AIM — Here are some records; quote them exactly, leaving out the pictures.

AVAILABLE RECORDS —
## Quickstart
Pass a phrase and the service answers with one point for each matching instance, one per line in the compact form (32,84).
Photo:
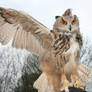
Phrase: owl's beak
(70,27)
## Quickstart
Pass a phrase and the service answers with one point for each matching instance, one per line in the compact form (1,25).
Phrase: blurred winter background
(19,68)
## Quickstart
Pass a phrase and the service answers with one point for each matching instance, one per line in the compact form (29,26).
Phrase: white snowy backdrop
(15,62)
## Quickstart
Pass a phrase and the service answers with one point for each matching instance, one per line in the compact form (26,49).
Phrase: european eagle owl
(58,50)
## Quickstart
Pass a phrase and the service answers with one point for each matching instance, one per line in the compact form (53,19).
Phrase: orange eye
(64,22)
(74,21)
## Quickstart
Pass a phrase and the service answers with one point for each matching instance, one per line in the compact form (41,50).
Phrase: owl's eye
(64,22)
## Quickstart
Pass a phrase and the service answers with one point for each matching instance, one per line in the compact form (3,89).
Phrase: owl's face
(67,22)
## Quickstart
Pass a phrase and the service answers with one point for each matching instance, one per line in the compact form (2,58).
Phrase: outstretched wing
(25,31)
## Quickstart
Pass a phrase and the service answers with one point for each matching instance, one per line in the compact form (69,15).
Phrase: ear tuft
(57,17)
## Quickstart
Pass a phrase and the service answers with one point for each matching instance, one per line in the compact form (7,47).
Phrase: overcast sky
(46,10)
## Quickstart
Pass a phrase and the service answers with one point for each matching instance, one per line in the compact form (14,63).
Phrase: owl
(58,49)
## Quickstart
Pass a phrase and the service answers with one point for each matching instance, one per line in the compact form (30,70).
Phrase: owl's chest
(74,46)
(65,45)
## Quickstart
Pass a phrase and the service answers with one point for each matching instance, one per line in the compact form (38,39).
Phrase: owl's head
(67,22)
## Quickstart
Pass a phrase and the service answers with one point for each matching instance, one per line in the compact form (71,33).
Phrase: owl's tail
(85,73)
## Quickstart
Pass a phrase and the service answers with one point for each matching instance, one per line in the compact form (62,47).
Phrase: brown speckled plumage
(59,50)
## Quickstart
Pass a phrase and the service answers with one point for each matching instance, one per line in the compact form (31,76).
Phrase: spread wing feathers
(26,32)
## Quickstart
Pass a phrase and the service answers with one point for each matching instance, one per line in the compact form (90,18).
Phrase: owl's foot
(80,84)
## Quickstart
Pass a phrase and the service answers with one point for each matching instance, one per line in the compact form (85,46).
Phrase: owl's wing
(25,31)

THE OUTPUT —
## Quickstart
Pass a phrase and the service answers with one point for each matching instance, one per line in the compact form (32,84).
Photo:
Phrase: owl's beak
(70,27)
## Quickstart
Pass a phrase and the service answers with one point for each matching instance, one per line in the compact form (1,25).
Phrase: blurred winter background
(19,68)
## Quickstart
Pass a phrase and the service answers with one point for each matching instance, one per line in the compact form (29,26).
Phrase: white snowy backdrop
(15,62)
## Quickstart
Pass a phrase and the service answers with one point for each matching instance, one per line in the compact form (26,49).
Phrase: european eagle owl
(58,50)
## Quickstart
Pass a phrase and the service answers with one point for each matching instance, one per line in the compact form (53,19).
Phrase: orange eye
(64,22)
(74,21)
## Quickstart
Pass a phrase and the service answers with one point for each matching instance, one per line in the compact form (41,50).
Phrase: owl's eye
(64,22)
## Quickstart
Pass a phrase and the service answers with one point for each matching instance, one per line in the compact form (3,89).
Phrase: owl's face
(67,22)
## Quickstart
Pass a phrase and the service answers with one point for each matching instance, one per line in the compact form (2,58).
Phrase: outstretched wing
(25,31)
## Quickstart
Pass a phrase and the service answers with one point for each matching instance, one per line in the compact form (69,15).
Phrase: ear tuft
(57,17)
## Quickstart
Pass a phrase and the service answers with one point for each matching instance, one per line in the compact form (7,47).
Phrase: overcast sky
(46,10)
## Quickstart
Pass a phrase and the service answers with one point for each matching instance, one per line in the compact form (14,63).
Phrase: owl
(58,49)
## Quickstart
Pass a phrase and the service answers with one point for each matching instance, one per line in the compact form (30,70).
Phrase: owl's chest
(74,46)
(65,45)
## Quickstart
Pass a phrase and the service answers with one point for each matching instance, one per line in the compact form (38,39).
Phrase: owl's head
(67,22)
## Quickstart
Pass a phrase and the service answers with one point for each matching instance, one per line in the compact form (71,33).
Phrase: owl's tail
(85,73)
## Quickstart
Pass a phrase and the service answers with one point for each matching instance, one per line in the compact form (62,47).
Phrase: brown speckled plumage
(59,50)
## Quickstart
Pass a phrase and the service answers with one point for each matching instance, one per line in the compact form (31,76).
Phrase: spread wing feathers
(26,32)
## Quickstart
Pass a phrase and the service answers with one point for each matching instance, one per line in the compact form (90,18).
Phrase: owl's foot
(80,84)
## Quickstart
Pass a phrase and the service answers with one point for each matching instance, one per line in the compact form (85,46).
Phrase: owl's wing
(25,31)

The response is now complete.